## STATED TASK A
Turn the records, from their start through the line that contains "[[[117,106],[111,106],[110,111],[117,111]]]", into a numbered list. Skip blank lines and leave the pictures out.

## SOURCE DOCUMENT
The issues with the maid are 1) how soon she slacks off from squeaky cleaning to sorta cleaning 2) how long before she starts lifting jewelry and/or nicknacks.
I was going to say your best bet is an immigrant but are foreign cultures any less caught in the back sliding from the 10 commandments than ours?
Every now and then my scrooge-meter kicks in. Ergo the previous post. And no, underneath I'm NOT a nice guy.
Nice, Troop. Reduce things to the lowest common denominator and it simplifies everything. I told a girl I hired (who also attended my church---big mistake) that the first rule of working here was this: Don't piss me off. She didn't believe me.
Did she have nice tits?
I think it would be hot seeing a maid wax the floor with her tits.
Back and forth up and down all around circles small circles tall.
Also, washing the windows with her tits would be interesting as well.
tits.
And instead of a bristle brush using her vagine with long hairs to polish the crystal.
Wow, Trooper's moving on up.
Fish don't fry in the kitchen;
Beans don't burn on the grill.
Took a whole lotta tryin',
Just to get up that hill.
Is she Sassy with a wisecrack for every occasion?
Actually I asked if she could be the sassy Jamacian Maid and make me pancakes with ganga in them....and my wife hit me with a frying pan.
I am very conflicted about having a maid. I remember how my mom cleaned the whole house with us to help her but she didn't have a business to run. So I can accept it. And I make a mess. Because I have a maid. If I didn't have a maid I would be more careful. But I don't want to put her out of a job.
Hey, you're one of those job-making millionaire unicorns!
Those are some seriously left-leaning tweets there, Fred.

## STATED TASK B
In the thread about hiring a maid, what does the poster who feels conflicted about having one say they would do if they had no maid?

## INPUT

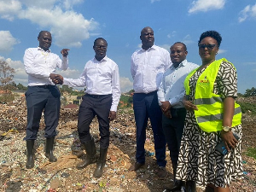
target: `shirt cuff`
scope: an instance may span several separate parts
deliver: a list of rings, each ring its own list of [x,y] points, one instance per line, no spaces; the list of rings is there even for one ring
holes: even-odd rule
[[[117,106],[111,106],[110,111],[117,111]]]

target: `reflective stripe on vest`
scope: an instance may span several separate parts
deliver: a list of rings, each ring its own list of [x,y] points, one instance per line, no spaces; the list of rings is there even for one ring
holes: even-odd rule
[[[218,61],[215,61],[209,65],[208,67],[206,68],[200,75],[195,85],[194,104],[196,105],[198,111],[195,110],[195,116],[200,128],[207,132],[222,130],[224,115],[223,99],[220,95],[213,93],[213,85],[218,75],[219,66],[223,61],[228,62],[226,59],[223,58]],[[184,81],[187,96],[189,96],[190,93],[189,86],[189,79],[197,69],[191,72]],[[235,102],[235,113],[232,119],[232,126],[241,124],[241,108]]]

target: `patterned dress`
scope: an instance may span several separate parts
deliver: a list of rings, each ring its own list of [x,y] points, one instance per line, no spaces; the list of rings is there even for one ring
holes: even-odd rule
[[[195,89],[199,76],[205,70],[198,70],[189,79],[189,100],[194,102]],[[237,96],[237,75],[234,67],[223,61],[214,83],[213,92],[227,96]],[[241,125],[233,127],[241,136]],[[235,149],[223,156],[215,150],[221,141],[220,131],[205,132],[197,125],[194,112],[187,111],[185,127],[181,142],[177,179],[196,181],[199,186],[211,183],[215,187],[229,186],[236,177],[242,176],[241,139]]]

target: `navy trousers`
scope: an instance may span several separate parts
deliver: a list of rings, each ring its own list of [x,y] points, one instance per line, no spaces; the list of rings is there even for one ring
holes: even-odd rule
[[[25,96],[27,107],[27,125],[24,140],[37,139],[43,111],[45,124],[44,137],[55,137],[61,107],[61,93],[57,86],[28,86]]]
[[[186,109],[171,108],[172,119],[163,114],[163,130],[170,150],[170,157],[174,166],[177,165],[180,143],[183,133]]]
[[[112,105],[112,95],[89,95],[83,96],[83,102],[79,111],[78,130],[82,143],[92,139],[90,133],[90,125],[96,115],[100,130],[100,147],[109,146],[109,111]]]
[[[154,132],[154,150],[159,166],[166,166],[166,140],[162,130],[162,112],[158,104],[157,91],[133,95],[133,109],[137,128],[136,159],[145,163],[146,127],[148,118]]]

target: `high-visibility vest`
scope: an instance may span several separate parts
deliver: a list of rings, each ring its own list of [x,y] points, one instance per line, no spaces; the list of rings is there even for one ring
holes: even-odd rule
[[[199,127],[206,132],[213,132],[222,130],[224,103],[220,95],[213,93],[213,85],[219,66],[223,61],[228,61],[225,58],[223,58],[215,61],[209,65],[200,75],[195,85],[194,104],[196,105],[198,111],[195,110],[195,116]],[[232,66],[234,67],[233,64]],[[234,68],[236,70],[235,67]],[[184,86],[187,97],[189,96],[190,92],[189,86],[189,79],[197,69],[192,71],[185,79]],[[241,108],[240,105],[235,102],[232,127],[240,125],[241,119]]]

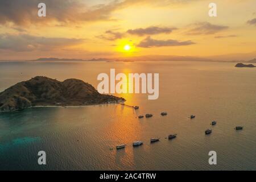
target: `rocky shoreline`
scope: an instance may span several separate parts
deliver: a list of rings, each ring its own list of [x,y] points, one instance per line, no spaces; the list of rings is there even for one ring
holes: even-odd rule
[[[125,101],[123,98],[101,94],[93,86],[82,80],[68,79],[60,82],[37,76],[0,93],[0,112],[35,106],[82,106]]]

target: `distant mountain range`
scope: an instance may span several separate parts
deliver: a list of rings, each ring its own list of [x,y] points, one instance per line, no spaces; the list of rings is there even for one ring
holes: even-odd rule
[[[43,57],[36,61],[215,61],[232,63],[256,63],[256,51],[247,53],[228,54],[205,57],[175,56],[175,55],[145,55],[139,56],[120,57],[114,58],[98,58],[89,60],[77,59],[60,59],[57,57]]]
[[[193,56],[163,56],[163,55],[147,55],[141,56],[133,56],[129,57],[118,57],[118,58],[99,58],[90,60],[77,59],[59,59],[57,57],[42,57],[36,60],[29,60],[30,61],[214,61],[214,62],[243,62],[243,63],[256,63],[256,58],[246,61],[243,60],[233,60],[229,61],[224,61],[218,59],[210,59],[209,58],[193,57]]]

## WRITTEN RESPONSE A
1. target: `shirt cuff`
2. scope: an instance may span several separate parts
3. deliver: a list of rings, each ring its own list of [x,y] points, one instance per line, no spaces; the list of rings is there even for one ring
4. holes: even-odd rule
5. [[[117,106],[111,106],[110,111],[117,111]]]

## WRITTEN RESPONSE B
They would be more careful.